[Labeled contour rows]
※

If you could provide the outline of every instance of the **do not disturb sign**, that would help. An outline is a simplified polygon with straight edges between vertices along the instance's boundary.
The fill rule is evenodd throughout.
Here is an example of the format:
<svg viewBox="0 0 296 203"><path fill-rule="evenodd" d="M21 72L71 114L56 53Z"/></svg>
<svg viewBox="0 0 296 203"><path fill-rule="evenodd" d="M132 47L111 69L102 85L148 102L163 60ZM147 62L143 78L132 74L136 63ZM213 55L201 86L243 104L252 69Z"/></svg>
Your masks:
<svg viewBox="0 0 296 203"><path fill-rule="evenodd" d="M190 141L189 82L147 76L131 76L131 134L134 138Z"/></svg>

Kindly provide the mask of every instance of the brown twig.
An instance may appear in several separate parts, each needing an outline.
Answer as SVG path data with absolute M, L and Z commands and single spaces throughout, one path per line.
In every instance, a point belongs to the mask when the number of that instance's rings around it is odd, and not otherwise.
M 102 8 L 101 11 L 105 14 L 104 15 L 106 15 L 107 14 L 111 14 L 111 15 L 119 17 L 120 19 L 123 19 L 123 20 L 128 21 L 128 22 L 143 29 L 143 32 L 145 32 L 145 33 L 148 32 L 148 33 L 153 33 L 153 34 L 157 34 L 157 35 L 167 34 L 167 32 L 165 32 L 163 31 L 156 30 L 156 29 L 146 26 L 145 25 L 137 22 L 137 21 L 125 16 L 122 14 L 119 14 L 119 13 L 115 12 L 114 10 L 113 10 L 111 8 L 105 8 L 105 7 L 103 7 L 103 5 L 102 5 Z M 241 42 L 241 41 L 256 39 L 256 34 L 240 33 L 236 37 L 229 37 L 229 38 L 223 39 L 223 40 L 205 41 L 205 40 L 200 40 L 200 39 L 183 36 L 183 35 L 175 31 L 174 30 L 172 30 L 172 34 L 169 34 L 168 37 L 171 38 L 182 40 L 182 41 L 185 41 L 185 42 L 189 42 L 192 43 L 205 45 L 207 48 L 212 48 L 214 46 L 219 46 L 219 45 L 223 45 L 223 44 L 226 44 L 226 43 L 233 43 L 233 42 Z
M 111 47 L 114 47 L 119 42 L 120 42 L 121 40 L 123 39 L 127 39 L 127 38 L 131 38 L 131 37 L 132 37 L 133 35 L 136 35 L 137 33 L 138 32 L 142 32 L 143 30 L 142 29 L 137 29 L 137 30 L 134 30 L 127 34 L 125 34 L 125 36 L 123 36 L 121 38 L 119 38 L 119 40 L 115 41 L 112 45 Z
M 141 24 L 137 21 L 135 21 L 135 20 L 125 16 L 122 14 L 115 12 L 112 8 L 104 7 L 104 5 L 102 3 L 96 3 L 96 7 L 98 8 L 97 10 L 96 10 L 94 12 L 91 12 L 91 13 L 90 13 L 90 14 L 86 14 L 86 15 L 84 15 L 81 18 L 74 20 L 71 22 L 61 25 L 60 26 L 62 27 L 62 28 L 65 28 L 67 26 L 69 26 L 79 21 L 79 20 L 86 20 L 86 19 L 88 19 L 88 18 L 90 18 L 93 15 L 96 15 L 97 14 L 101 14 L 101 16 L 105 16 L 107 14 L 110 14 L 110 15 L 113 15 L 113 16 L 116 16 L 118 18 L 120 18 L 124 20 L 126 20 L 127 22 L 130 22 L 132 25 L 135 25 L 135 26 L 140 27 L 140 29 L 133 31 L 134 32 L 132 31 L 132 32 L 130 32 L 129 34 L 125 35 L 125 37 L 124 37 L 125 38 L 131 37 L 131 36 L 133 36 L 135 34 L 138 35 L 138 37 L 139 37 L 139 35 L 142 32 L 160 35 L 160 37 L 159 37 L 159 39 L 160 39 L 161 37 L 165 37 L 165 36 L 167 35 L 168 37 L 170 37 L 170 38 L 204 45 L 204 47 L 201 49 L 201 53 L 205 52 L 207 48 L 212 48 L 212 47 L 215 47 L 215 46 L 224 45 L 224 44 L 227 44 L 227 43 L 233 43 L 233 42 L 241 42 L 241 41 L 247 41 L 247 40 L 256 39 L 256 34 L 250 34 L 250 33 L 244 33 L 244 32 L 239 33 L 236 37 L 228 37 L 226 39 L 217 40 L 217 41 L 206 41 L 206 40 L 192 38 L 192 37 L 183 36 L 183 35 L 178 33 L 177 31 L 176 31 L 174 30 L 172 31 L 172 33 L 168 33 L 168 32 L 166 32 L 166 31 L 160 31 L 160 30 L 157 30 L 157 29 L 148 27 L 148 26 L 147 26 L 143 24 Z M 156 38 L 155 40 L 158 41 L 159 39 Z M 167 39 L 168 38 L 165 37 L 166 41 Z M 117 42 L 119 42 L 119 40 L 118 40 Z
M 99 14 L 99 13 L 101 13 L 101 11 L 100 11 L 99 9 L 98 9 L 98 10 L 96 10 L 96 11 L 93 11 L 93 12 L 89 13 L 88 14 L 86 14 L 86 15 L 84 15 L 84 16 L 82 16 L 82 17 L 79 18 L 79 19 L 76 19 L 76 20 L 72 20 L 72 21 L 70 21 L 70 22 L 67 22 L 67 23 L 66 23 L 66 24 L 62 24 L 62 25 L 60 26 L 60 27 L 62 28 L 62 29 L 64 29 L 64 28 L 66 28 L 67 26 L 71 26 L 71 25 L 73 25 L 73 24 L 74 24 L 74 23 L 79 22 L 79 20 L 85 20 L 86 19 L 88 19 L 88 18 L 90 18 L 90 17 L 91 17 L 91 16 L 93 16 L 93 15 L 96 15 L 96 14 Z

※

● AIM:
Turn the rows above, from the very first line through the line containing "Here is an example", into a numbered list with blank lines removed.

● OUTPUT OF THE EXERCISE:
1. If you could provide the outline of every instance of the **do not disturb sign**, that would help. An outline is a simplified polygon with straight edges between vertices along the instance's boundary.
2. The fill rule is evenodd throughout.
3. Here is an example of the format:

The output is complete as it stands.